== Goal ==
Edit the entries from the line containing "girl's bare leg?" through the line containing "[115,106,194,177]", both included. Reproduce only those lines, with "Quick question" replaced by "Brief question" and everything else left unchanged.

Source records

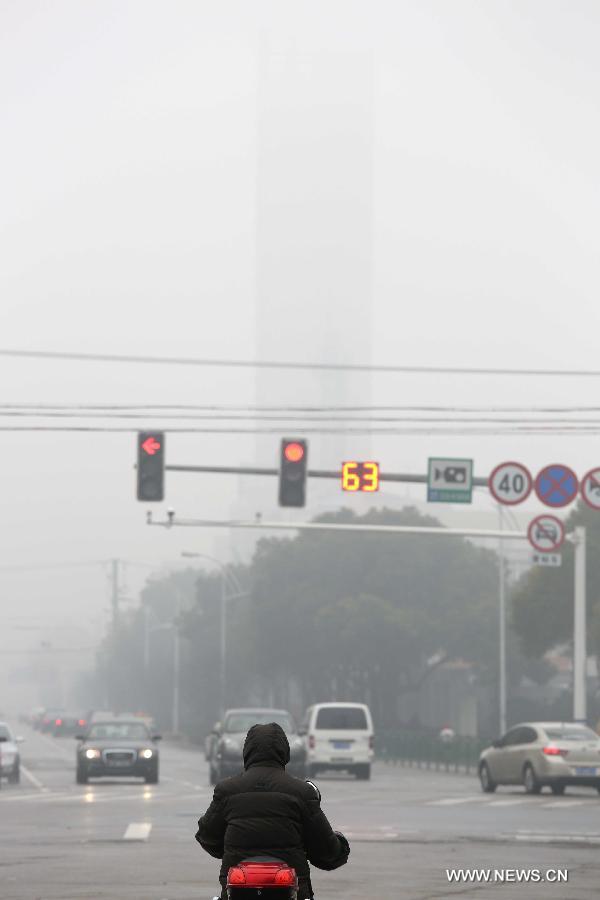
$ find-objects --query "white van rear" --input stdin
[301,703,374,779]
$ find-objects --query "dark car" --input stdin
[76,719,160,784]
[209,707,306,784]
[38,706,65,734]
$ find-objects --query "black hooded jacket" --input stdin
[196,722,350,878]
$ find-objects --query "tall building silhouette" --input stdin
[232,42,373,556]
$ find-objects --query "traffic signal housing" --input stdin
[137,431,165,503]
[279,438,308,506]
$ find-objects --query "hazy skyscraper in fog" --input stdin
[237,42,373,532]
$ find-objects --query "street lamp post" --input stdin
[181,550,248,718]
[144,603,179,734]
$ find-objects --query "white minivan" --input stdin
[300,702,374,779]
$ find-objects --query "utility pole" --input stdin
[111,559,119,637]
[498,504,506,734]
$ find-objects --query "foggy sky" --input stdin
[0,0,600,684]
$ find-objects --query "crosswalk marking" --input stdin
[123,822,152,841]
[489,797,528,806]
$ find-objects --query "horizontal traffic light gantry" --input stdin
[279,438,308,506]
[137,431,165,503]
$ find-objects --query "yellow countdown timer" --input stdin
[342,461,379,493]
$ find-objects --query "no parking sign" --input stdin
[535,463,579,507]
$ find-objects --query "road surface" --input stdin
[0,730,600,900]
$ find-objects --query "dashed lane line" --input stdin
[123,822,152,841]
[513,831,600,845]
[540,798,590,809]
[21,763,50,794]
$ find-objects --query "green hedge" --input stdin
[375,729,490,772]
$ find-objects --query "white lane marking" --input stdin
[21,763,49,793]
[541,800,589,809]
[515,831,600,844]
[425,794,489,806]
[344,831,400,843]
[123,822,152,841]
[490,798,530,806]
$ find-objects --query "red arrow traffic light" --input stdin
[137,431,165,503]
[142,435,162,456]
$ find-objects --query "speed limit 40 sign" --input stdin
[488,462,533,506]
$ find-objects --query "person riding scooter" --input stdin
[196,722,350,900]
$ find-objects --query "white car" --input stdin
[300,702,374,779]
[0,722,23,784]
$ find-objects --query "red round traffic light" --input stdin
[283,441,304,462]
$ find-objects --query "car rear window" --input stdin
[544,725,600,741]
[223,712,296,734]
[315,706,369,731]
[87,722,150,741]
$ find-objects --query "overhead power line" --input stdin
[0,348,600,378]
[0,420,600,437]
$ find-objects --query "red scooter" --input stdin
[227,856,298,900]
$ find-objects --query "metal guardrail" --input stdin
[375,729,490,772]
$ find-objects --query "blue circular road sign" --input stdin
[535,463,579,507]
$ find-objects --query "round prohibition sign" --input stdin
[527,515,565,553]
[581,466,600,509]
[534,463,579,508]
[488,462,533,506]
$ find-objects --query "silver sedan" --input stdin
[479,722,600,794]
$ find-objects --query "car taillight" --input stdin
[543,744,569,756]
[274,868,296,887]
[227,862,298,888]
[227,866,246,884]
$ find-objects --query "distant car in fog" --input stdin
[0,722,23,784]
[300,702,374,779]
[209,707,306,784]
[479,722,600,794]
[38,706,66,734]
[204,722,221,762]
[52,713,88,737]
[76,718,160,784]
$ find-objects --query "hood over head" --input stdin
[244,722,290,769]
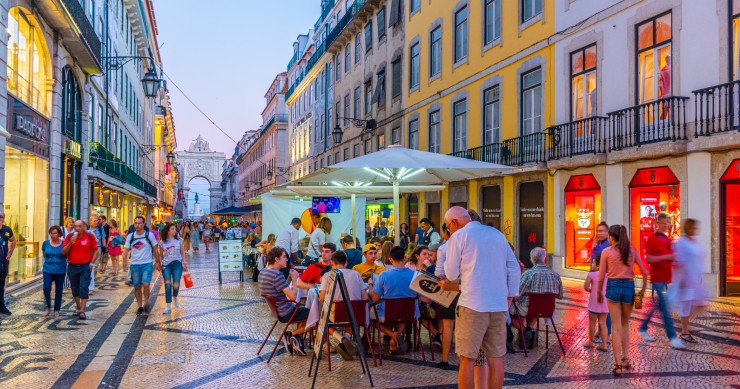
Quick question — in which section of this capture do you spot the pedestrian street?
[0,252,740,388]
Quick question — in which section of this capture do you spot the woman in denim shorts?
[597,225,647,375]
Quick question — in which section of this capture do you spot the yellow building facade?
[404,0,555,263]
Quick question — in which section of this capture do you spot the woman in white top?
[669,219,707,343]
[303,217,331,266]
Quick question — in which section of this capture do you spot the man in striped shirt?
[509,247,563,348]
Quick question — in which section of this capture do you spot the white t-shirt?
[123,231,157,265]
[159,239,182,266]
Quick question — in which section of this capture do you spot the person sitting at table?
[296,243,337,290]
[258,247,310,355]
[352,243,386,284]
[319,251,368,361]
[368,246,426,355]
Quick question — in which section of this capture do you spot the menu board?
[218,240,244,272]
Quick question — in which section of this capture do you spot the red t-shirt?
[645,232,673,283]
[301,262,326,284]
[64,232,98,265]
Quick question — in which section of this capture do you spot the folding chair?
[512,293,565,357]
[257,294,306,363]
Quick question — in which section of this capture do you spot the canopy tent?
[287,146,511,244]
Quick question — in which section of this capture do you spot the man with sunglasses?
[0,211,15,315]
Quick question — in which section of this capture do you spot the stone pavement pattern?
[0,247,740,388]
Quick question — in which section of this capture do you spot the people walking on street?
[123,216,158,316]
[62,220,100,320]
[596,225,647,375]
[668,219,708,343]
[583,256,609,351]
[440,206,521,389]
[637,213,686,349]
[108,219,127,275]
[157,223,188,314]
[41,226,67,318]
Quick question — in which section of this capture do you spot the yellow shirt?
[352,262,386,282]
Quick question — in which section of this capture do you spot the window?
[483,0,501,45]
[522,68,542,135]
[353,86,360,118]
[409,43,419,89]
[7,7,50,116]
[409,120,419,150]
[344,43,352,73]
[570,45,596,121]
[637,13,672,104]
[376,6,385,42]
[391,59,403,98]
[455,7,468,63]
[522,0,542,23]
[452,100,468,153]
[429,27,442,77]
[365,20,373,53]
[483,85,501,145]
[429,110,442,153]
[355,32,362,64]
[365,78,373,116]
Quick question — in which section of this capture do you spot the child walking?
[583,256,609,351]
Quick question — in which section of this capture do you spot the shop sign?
---
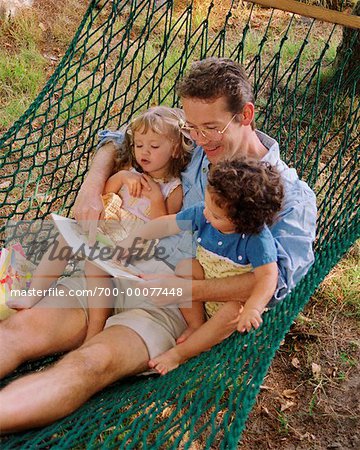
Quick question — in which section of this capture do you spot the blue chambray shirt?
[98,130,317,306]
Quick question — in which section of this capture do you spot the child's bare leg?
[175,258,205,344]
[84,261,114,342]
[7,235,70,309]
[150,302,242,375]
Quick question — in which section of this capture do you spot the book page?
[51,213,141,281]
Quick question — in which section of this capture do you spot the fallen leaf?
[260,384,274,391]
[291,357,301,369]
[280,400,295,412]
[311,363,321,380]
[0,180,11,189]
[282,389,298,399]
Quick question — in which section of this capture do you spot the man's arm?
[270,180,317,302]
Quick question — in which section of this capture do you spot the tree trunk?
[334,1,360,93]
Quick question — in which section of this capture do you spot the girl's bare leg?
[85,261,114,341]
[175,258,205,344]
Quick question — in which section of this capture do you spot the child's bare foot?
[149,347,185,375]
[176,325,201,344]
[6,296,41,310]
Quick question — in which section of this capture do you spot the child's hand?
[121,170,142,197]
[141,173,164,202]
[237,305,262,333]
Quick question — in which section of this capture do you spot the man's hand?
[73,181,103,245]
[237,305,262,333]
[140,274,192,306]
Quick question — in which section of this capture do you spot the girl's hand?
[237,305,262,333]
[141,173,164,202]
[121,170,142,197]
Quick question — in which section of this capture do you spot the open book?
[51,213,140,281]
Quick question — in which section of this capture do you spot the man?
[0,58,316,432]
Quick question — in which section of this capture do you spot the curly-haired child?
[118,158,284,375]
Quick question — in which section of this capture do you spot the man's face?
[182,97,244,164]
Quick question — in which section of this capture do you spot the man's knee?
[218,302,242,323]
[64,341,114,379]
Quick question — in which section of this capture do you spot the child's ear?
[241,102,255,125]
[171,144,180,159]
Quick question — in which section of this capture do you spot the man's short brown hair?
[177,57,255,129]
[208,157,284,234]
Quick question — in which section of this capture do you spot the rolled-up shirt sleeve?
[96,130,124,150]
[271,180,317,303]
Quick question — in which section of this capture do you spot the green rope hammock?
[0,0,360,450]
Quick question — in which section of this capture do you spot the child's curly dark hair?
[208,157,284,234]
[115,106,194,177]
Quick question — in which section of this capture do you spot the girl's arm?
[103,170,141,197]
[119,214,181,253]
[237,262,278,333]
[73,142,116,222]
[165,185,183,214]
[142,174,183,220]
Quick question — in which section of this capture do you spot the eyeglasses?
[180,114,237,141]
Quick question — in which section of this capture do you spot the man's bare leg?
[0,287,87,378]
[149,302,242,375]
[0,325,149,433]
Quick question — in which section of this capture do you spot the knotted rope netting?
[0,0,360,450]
--
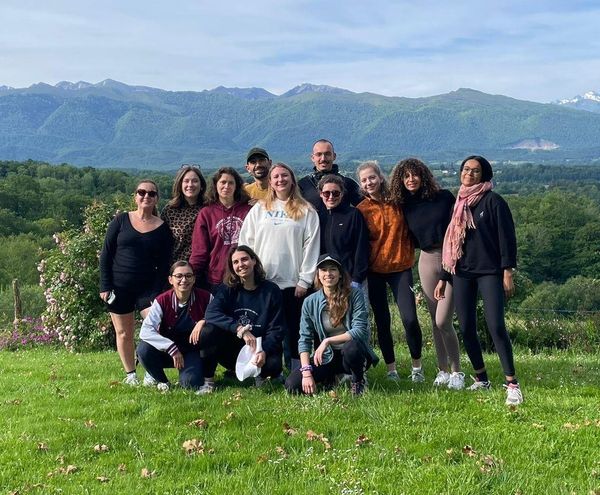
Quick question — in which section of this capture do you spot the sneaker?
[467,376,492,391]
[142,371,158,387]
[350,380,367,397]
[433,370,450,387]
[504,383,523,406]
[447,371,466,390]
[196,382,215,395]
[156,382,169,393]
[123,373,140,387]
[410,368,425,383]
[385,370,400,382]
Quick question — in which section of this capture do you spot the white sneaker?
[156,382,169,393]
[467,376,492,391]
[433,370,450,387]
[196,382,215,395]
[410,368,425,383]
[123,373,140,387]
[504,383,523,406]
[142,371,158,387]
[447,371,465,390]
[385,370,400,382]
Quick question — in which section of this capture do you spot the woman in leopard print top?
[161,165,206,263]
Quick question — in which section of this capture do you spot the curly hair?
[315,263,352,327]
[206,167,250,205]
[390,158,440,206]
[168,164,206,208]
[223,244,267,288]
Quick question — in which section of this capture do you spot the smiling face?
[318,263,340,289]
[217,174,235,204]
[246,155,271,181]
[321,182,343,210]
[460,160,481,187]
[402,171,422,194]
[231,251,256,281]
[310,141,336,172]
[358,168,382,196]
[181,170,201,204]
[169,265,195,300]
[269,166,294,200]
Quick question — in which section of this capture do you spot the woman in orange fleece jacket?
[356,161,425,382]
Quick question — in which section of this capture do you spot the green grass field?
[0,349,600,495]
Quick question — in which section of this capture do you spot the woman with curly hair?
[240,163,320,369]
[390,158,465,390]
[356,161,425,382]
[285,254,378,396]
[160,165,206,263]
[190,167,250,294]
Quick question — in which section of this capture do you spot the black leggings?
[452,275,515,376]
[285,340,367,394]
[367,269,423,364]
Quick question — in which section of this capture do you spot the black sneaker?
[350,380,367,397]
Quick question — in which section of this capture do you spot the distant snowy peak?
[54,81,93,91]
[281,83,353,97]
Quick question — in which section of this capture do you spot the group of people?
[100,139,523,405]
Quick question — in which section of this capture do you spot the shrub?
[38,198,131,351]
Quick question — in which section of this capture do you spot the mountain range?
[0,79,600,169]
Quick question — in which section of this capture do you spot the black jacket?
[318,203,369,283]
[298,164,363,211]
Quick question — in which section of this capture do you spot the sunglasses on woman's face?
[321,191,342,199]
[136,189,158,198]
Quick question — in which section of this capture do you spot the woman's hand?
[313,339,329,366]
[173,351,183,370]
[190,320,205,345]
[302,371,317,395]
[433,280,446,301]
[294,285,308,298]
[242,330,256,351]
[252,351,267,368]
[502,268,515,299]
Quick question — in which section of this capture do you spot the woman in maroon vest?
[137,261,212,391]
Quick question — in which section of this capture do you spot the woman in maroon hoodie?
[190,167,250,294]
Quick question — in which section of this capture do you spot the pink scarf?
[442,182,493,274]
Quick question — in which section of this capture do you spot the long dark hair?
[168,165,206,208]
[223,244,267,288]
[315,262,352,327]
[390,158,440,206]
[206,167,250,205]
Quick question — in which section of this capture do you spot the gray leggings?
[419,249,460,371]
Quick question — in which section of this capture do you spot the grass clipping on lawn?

== Solution to this problem ==
Brief question — in which section of this capture do you spot the girl's bare leg?
[85,261,114,341]
[175,258,205,344]
Brief question — in which section of this capture do you spot the child's bare foot?
[149,347,185,375]
[176,325,201,344]
[6,296,41,310]
Brief question — in which section of this capture do you spot the child's hand?
[121,170,142,197]
[141,173,164,202]
[237,305,262,333]
Brief question — in which section of this capture do you spot the man's hand?
[73,181,103,245]
[237,305,262,333]
[140,274,192,306]
Brief question — in which section of this capture do you spot the girl's hand?
[237,305,262,333]
[141,173,164,202]
[121,170,142,197]
Brief question — in which section of this capture do you spot the open book?
[51,213,140,281]
Brief question — in which section of this capture do you spot the man?
[0,58,316,432]
Brief question — in which section of this capture do you spot the curly-haired child?
[118,158,284,375]
Brief question — in which section of this capture do you spot the man's face?
[182,97,244,164]
Brief question — in which section of this capture do you spot the man's knee?
[218,302,242,323]
[64,341,114,379]
Brief question — in which section of this capture do you spot the child's ear?
[241,102,255,125]
[171,144,180,159]
Brief question — in which section of this capture do you spot the man's short brown hair?
[177,57,255,129]
[208,157,284,234]
Brief question — in which section of this capture do you spot the rolled-up shirt sleeve?
[96,130,124,150]
[271,180,317,303]
Brief question — in which section of this capture do you spot the green rope hammock?
[0,0,360,450]
Brief question — in which section of this capture do you spot the child's curly dark hair?
[208,157,284,234]
[115,106,194,177]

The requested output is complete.